TO DO: Copy each line below exactly.

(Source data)
+ + + + +

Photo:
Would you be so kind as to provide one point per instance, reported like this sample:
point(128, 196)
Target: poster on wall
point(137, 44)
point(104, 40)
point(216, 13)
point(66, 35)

+ + + + +

SOLUTION TO THIS PROBLEM:
Photo:
Would you be so kind as to provide one point per instance, reported like this sample:
point(128, 196)
Target: poster on wall
point(137, 44)
point(104, 40)
point(216, 13)
point(66, 35)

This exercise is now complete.